Il faut également du temps pour constituer des réserves, mais il est toujours possible de le réduire en contractant des emprunts à l’étranger qui sont assortis d’échéances à plus long terme et en investissant ces fonds dans des titres internationaux liquides (c’est la stratégie que la Chine a adoptée). La constitution de réserves peut aussi être passablement coûteuse, étant donné l’écart entre les montants à payer sur les obligations à long terme et le rendement qui pourrait être obtenu si les fonds étaient investis en bons du Trésor américains, mais ce coût doit être évalué à la lumière des avantages que constituent les réserves. De même, une augmentation des réserves a souvent pour effet d’abaisser le coût de l’endettement privé et des capitaux propres(6).

De plus, même si les gouvernements peuvent acquérir une certaine crédibilité grâce aux politiques qu’ils adoptent et à l’importance des réserves de change de leur pays, il n’est jamais possible de jouir d’une crédibilité absolue en régime de taux de change fixe. Qu’il soit possible pour le gouvernement de dévaluer la monnaie suffit à jeter le doute dans l’esprit des investisseurs ? plus la crédibilité perçue est faible, plus le doute est grand. Les régimes de taux de change fixe dont la crédibilité laisse à désirer sont devenus suspects pour les mêmes raisons que les régimes intermédiaires; en fait, si un gouvernement adopte un régime de taux de change fixe peu crédible, il poursuit en fait un régime de change intermédiaire relativement flou et se trouve face aux mêmes problèmes (voir plus bas). Comme le fait remarquer un observateur :

Si les marchés émergents veulent des taux de change fixes, il faut que leur engagement et leur détermination soient parfaitement crédibles. […] Autrement, le pays devrait se doter d’un taux de change flottant. Toute solution intermédiaire est par trop dangereuse(7).

Choisir un régime de taux de change fixe revient à sacrifier l’autonomie monétaire du pays, c’est-à-dire la capacité de réduire les taux d’intérêt de manière à stimuler la demande intérieure en cas de récession. Si cet incitatif monétaire a pour effet d’abaisser les taux d’intérêt à court terme, les investisseurs seront moins portés à conserver la monnaie et le taux de change (fixe) pourrait faire l’objet d’une attaque. Il y a également des conséquences à long terme qui sont incompatibles avec un taux de change fixe. Avec une politique monétaire incitative, on s’attendrait vraisemblablement à une inflation plus élevée, d’où une valeur d’équilibre plus faible de la monnaie interne. À long terme, les taux d’intérêt nominaux augmenteraient pour tenir compte des attentes d’une dépréciation monétaire.

_ÉNONCÉ DU PROBLÈME_. Pourriez-vous poursuivre le texte sur les régimes de taux de change à partir de sa dernière phrase ?

_ENREGISTREMENTS DE DONNÉES_.
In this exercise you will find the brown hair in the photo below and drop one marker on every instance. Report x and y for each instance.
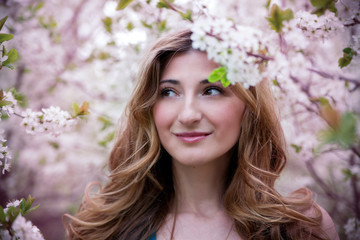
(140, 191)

==

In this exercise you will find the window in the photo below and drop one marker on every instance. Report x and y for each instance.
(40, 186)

==

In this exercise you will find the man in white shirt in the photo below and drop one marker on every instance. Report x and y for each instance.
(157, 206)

_LA RÉPONSE_.
Il s’ensuit qu’un taux de change fixe est contraignant pour la politique monétaire d’un gouvernement. L’inflation et, partant, les taux d’intérêt, doivent être maintenus à des niveaux compatibles avec le taux de change choisi, ce qui assure la crédibilité du gouvernement et du taux de change. Il est également plus difficile de financer un déficit. En règle générale, la monétisation des déficits et de la dette ne cadre pas avec un taux de change fixe, sauf bien entendu si la monnaie étrangère à laquelle on a rattaché la monnaie interne fait l’objet du même genre de politique. Même les déficits financés par une dette de marché sont problématiques. Comme les déficits provoquent de l’incertitude au sein du marché en ce qui concerne la politique monétaire, les investisseurs exigeraient une prime de risque. Par conséquent, même en l’absence d’un changement d’orientation de la politique monétaire, les taux d’intérêt qui vont de pair avec un taux de change fixe doivent augmenter.

En régime de taux de change fixe, les chocs externes sont absorbés par des variations des prix et des salaires. Toutefois, il arrive souvent que les prix et les salaires soient relativement rigides et ne s’ajustent pas facilement à la baisse, notamment en raison de l’influence des syndicats et des contrats de travail. Il peut alors se produire des pressions (déséquilibres) pouvant mener à des assauts spéculatifs sur la monnaie.

Il est toutefois possible qu’un régime de taux de change fixe soit bénéfique pour un pays en quête d’une plus grande discipline, c’est-à-dire qui désire maîtriser ou abaisser les salaires ou les prix. Comme nous l’avons déjà noté, lorsqu’un tel régime est en place, les chocs économiques — exode de capitaux, baisse de la productivité, etc. — doivent être absorbés par les salaires et les prix. Il faut que les taux d’intérêt augmentent pour que les investisseurs soient incités à augmenter leur stock de devises, ce qui permettra de réduire la demande nationale et d’exercer des pressions à la baisse sur les salaires et les prix.

Défendre la monnaie peut être également onéreux. S’il s’agit d’un relèvement des taux d’intérêt, la monnaie nationale devient plus attrayante pour les investisseurs, mais cela a pour effet d’étouffer la croissance de l’économie nationale. De même, il peut être coûteux de dépenser les réserves de liquidités internationales, car cela revient à exporter des monnaies fortes.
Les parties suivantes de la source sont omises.